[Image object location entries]
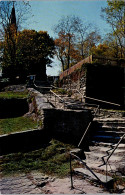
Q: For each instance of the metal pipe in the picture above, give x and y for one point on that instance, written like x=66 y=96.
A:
x=71 y=171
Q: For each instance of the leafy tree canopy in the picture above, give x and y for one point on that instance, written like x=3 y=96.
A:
x=33 y=51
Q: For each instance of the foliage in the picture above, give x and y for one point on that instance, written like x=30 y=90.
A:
x=33 y=51
x=12 y=94
x=114 y=14
x=10 y=125
x=22 y=13
x=74 y=40
x=54 y=160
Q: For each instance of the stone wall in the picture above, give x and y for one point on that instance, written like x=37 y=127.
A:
x=75 y=81
x=64 y=124
x=13 y=107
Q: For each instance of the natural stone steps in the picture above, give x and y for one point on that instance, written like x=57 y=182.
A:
x=104 y=150
x=113 y=133
x=112 y=129
x=88 y=174
x=108 y=139
x=98 y=157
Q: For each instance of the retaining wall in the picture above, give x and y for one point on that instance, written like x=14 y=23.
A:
x=65 y=125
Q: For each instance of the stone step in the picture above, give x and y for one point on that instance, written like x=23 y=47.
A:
x=89 y=175
x=113 y=133
x=103 y=150
x=96 y=166
x=98 y=143
x=111 y=128
x=95 y=156
x=111 y=122
x=108 y=139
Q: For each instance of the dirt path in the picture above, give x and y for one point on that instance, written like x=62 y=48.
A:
x=37 y=183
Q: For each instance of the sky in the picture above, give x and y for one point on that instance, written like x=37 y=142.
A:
x=46 y=15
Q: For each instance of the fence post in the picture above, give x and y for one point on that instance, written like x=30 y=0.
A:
x=71 y=171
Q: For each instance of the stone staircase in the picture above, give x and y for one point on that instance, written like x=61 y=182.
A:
x=104 y=140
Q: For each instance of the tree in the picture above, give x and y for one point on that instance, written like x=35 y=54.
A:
x=62 y=46
x=74 y=40
x=66 y=32
x=114 y=14
x=10 y=22
x=22 y=11
x=33 y=52
x=92 y=40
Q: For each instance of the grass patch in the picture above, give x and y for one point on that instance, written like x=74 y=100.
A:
x=52 y=160
x=60 y=91
x=12 y=94
x=11 y=125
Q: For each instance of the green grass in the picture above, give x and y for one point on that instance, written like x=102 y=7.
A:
x=60 y=91
x=12 y=94
x=52 y=160
x=11 y=125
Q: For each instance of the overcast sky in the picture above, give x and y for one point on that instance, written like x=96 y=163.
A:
x=47 y=14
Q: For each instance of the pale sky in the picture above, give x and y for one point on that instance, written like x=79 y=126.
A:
x=47 y=14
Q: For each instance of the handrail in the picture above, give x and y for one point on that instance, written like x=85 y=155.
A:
x=88 y=126
x=114 y=149
x=90 y=97
x=57 y=96
x=71 y=154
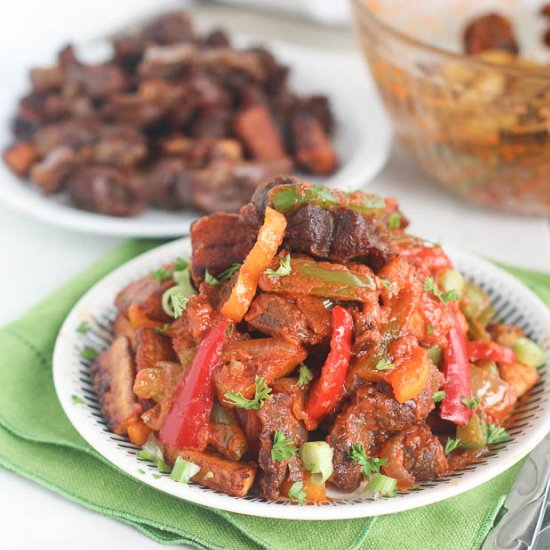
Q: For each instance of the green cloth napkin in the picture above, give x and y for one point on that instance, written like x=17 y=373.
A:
x=38 y=442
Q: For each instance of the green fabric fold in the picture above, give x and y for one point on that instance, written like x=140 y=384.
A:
x=38 y=442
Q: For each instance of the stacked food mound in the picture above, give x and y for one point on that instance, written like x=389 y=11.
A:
x=311 y=340
x=173 y=120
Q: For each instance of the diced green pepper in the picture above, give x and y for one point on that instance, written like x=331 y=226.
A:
x=285 y=198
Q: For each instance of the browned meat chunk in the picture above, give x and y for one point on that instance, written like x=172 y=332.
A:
x=20 y=157
x=113 y=381
x=257 y=130
x=152 y=347
x=147 y=293
x=50 y=172
x=490 y=32
x=106 y=190
x=311 y=145
x=271 y=358
x=339 y=235
x=304 y=319
x=414 y=455
x=372 y=413
x=276 y=415
x=122 y=327
x=216 y=472
x=254 y=211
x=218 y=242
x=350 y=427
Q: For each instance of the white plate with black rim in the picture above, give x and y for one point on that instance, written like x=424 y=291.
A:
x=530 y=421
x=362 y=139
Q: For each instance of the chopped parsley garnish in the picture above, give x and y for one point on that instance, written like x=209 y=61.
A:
x=304 y=376
x=181 y=265
x=296 y=493
x=283 y=270
x=223 y=276
x=83 y=328
x=438 y=396
x=152 y=452
x=384 y=364
x=163 y=329
x=161 y=275
x=375 y=202
x=368 y=465
x=496 y=434
x=261 y=394
x=471 y=403
x=88 y=353
x=431 y=286
x=451 y=445
x=394 y=221
x=282 y=448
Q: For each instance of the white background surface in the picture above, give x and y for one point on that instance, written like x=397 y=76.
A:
x=37 y=258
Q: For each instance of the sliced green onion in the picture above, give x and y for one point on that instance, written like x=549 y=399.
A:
x=452 y=280
x=316 y=457
x=152 y=452
x=435 y=353
x=183 y=470
x=220 y=415
x=528 y=352
x=379 y=484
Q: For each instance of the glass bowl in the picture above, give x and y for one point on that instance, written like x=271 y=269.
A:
x=480 y=126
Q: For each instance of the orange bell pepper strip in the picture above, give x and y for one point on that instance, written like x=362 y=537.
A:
x=327 y=389
x=269 y=239
x=409 y=378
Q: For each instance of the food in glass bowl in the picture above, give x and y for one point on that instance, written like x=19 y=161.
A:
x=468 y=89
x=310 y=340
x=172 y=120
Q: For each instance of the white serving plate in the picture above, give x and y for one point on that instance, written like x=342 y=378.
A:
x=513 y=302
x=362 y=140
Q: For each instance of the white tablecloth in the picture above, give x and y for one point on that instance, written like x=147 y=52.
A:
x=37 y=258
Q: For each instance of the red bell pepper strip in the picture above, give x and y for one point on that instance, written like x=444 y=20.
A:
x=458 y=384
x=186 y=425
x=490 y=351
x=327 y=389
x=431 y=257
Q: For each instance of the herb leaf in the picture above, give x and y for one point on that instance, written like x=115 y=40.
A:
x=88 y=353
x=282 y=448
x=161 y=275
x=368 y=465
x=384 y=364
x=223 y=276
x=496 y=434
x=296 y=493
x=471 y=403
x=261 y=394
x=305 y=376
x=394 y=221
x=83 y=328
x=451 y=445
x=77 y=400
x=438 y=396
x=431 y=286
x=283 y=270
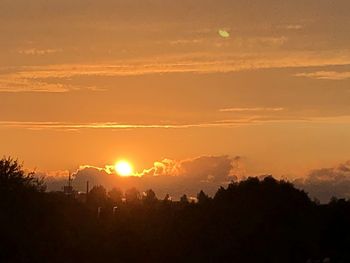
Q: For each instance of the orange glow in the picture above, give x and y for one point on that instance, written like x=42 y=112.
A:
x=124 y=168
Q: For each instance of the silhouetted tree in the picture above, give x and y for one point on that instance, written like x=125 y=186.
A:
x=150 y=197
x=203 y=198
x=132 y=195
x=97 y=196
x=13 y=177
x=167 y=198
x=184 y=199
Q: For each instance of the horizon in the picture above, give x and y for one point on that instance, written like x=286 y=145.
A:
x=250 y=88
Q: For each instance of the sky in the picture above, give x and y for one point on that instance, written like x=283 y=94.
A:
x=86 y=83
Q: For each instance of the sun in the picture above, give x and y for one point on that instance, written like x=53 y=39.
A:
x=123 y=168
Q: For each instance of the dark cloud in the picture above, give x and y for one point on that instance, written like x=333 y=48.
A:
x=190 y=176
x=324 y=183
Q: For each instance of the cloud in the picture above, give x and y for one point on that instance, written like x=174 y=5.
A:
x=325 y=183
x=166 y=176
x=250 y=109
x=329 y=75
x=53 y=78
x=38 y=52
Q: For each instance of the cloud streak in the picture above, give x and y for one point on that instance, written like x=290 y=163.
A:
x=50 y=78
x=328 y=75
x=165 y=177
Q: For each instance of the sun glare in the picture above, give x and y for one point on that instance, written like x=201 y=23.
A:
x=123 y=168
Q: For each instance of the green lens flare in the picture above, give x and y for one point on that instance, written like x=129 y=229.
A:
x=224 y=33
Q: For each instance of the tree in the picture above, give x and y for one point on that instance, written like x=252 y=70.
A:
x=97 y=196
x=14 y=178
x=184 y=199
x=116 y=195
x=203 y=198
x=150 y=197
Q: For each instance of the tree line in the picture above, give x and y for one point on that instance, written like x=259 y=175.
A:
x=255 y=220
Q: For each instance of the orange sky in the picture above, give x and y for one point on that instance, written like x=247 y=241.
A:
x=90 y=82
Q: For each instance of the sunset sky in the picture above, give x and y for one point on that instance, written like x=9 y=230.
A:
x=88 y=82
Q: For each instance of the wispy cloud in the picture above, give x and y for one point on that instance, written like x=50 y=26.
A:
x=38 y=52
x=329 y=75
x=251 y=109
x=50 y=78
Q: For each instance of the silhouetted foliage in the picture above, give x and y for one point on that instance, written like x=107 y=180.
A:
x=184 y=199
x=203 y=198
x=97 y=196
x=150 y=197
x=13 y=177
x=255 y=220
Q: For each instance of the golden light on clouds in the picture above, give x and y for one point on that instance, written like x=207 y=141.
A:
x=124 y=168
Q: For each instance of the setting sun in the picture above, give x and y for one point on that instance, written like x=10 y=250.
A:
x=123 y=168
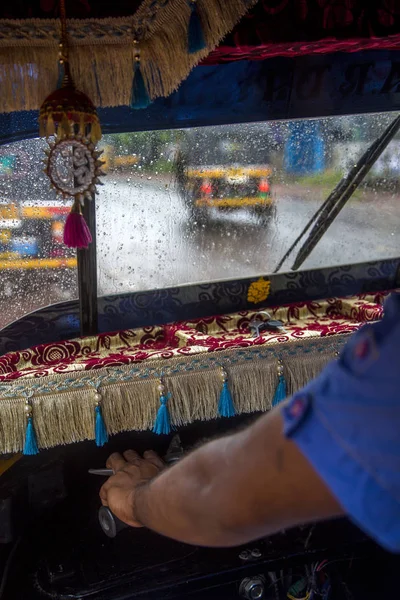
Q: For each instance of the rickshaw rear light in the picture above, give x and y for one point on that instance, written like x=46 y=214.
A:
x=263 y=186
x=206 y=188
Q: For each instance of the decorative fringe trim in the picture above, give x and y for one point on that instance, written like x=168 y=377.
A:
x=30 y=445
x=196 y=41
x=100 y=431
x=162 y=424
x=226 y=407
x=280 y=392
x=139 y=96
x=63 y=417
x=102 y=53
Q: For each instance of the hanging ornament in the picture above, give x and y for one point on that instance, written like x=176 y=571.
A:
x=73 y=165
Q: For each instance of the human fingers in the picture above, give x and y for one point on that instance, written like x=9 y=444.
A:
x=103 y=494
x=154 y=458
x=131 y=456
x=115 y=462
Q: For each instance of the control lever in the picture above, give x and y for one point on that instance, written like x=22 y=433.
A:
x=109 y=523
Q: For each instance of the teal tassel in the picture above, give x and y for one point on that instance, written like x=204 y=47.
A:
x=196 y=41
x=280 y=392
x=61 y=73
x=30 y=447
x=162 y=423
x=139 y=96
x=226 y=407
x=101 y=434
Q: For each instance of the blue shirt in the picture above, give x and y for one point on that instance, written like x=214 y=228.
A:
x=347 y=423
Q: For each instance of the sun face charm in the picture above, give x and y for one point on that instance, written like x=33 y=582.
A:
x=73 y=167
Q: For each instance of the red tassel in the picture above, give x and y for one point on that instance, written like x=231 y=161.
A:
x=76 y=232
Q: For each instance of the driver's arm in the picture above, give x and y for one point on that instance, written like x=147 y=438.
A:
x=334 y=447
x=227 y=492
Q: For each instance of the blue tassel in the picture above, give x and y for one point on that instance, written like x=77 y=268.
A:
x=30 y=447
x=139 y=96
x=280 y=392
x=226 y=407
x=162 y=423
x=196 y=41
x=101 y=434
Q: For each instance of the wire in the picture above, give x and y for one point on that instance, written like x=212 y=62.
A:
x=7 y=566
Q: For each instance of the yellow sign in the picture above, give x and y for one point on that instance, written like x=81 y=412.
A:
x=258 y=290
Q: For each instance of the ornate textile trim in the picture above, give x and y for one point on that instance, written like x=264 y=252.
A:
x=224 y=54
x=102 y=51
x=57 y=384
x=188 y=338
x=63 y=405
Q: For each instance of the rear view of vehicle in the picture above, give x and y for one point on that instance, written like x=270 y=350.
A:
x=226 y=172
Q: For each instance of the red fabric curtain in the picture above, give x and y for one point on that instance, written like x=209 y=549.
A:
x=298 y=27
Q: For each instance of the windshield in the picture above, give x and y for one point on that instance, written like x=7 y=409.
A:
x=198 y=205
x=243 y=145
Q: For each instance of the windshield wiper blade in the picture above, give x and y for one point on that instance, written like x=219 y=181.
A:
x=332 y=206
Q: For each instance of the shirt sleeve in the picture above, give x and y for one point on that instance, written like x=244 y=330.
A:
x=347 y=424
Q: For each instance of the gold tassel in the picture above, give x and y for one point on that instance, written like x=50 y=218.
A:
x=82 y=125
x=64 y=126
x=50 y=126
x=95 y=133
x=66 y=416
x=42 y=128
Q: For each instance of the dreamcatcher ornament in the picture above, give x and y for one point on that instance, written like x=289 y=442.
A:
x=69 y=122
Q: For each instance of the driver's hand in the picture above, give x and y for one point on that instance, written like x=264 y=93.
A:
x=131 y=470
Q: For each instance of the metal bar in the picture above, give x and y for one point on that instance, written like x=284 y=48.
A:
x=344 y=191
x=87 y=275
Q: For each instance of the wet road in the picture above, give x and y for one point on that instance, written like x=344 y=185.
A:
x=146 y=239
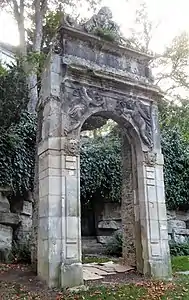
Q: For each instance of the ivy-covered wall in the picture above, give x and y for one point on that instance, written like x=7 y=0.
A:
x=17 y=134
x=100 y=156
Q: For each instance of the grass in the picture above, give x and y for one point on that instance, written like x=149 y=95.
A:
x=100 y=260
x=180 y=263
x=178 y=288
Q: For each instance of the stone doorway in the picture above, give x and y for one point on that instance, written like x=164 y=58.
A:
x=84 y=77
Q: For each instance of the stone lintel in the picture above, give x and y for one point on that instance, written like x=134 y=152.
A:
x=121 y=80
x=107 y=46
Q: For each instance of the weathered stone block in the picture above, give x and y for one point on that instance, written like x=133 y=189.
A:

**The problem**:
Copy exactly the lines from the line containing "Q: For each instance of the gold tassel" through the last line of the records, both included, and omit every picture.

**Answer to the task**:
Q: For each instance of the gold tassel in the picture above, give x and y for one point on that instance, written like x=50 y=218.
A:
x=82 y=125
x=64 y=126
x=50 y=126
x=95 y=133
x=66 y=416
x=42 y=128
Q: For each instance of the dreamcatcher ornament in the picture above, give x and y for one point on that instance, written like x=289 y=442.
A:
x=69 y=122
Q: For each instance of the driver's hand in the picture above, give x and y for one point on that instance, written like x=264 y=93.
A:
x=131 y=470
Q: For each instance of the metal bar in the picture above, give x and y for one point on that instance, written like x=284 y=48.
A:
x=344 y=191
x=87 y=275
Q: For each instance of the wet road in the picture above, give x and y for one point on that instance, written like x=344 y=185.
A:
x=146 y=239
Q: For each instance of the ivy-covered wall in the picture above, give x and y for one point on that instance, written like x=7 y=0.
A:
x=17 y=134
x=100 y=156
Q: For each instance of the grass in the picture above, give x and y for one point on that instance, written like x=149 y=95.
A:
x=100 y=260
x=180 y=263
x=178 y=288
Q: For each instance of the stone doorway in the picture above, give x and y for one point on that instance, written like x=164 y=58.
A:
x=84 y=77
Q: For each instance of the stone lintel in the picture above, give x and y for one point on that instance, written like x=134 y=152.
A:
x=121 y=80
x=107 y=46
Q: For each instance of the weathered stone block in the picture above, give x and y for one point on that instance, written like x=133 y=189.
A:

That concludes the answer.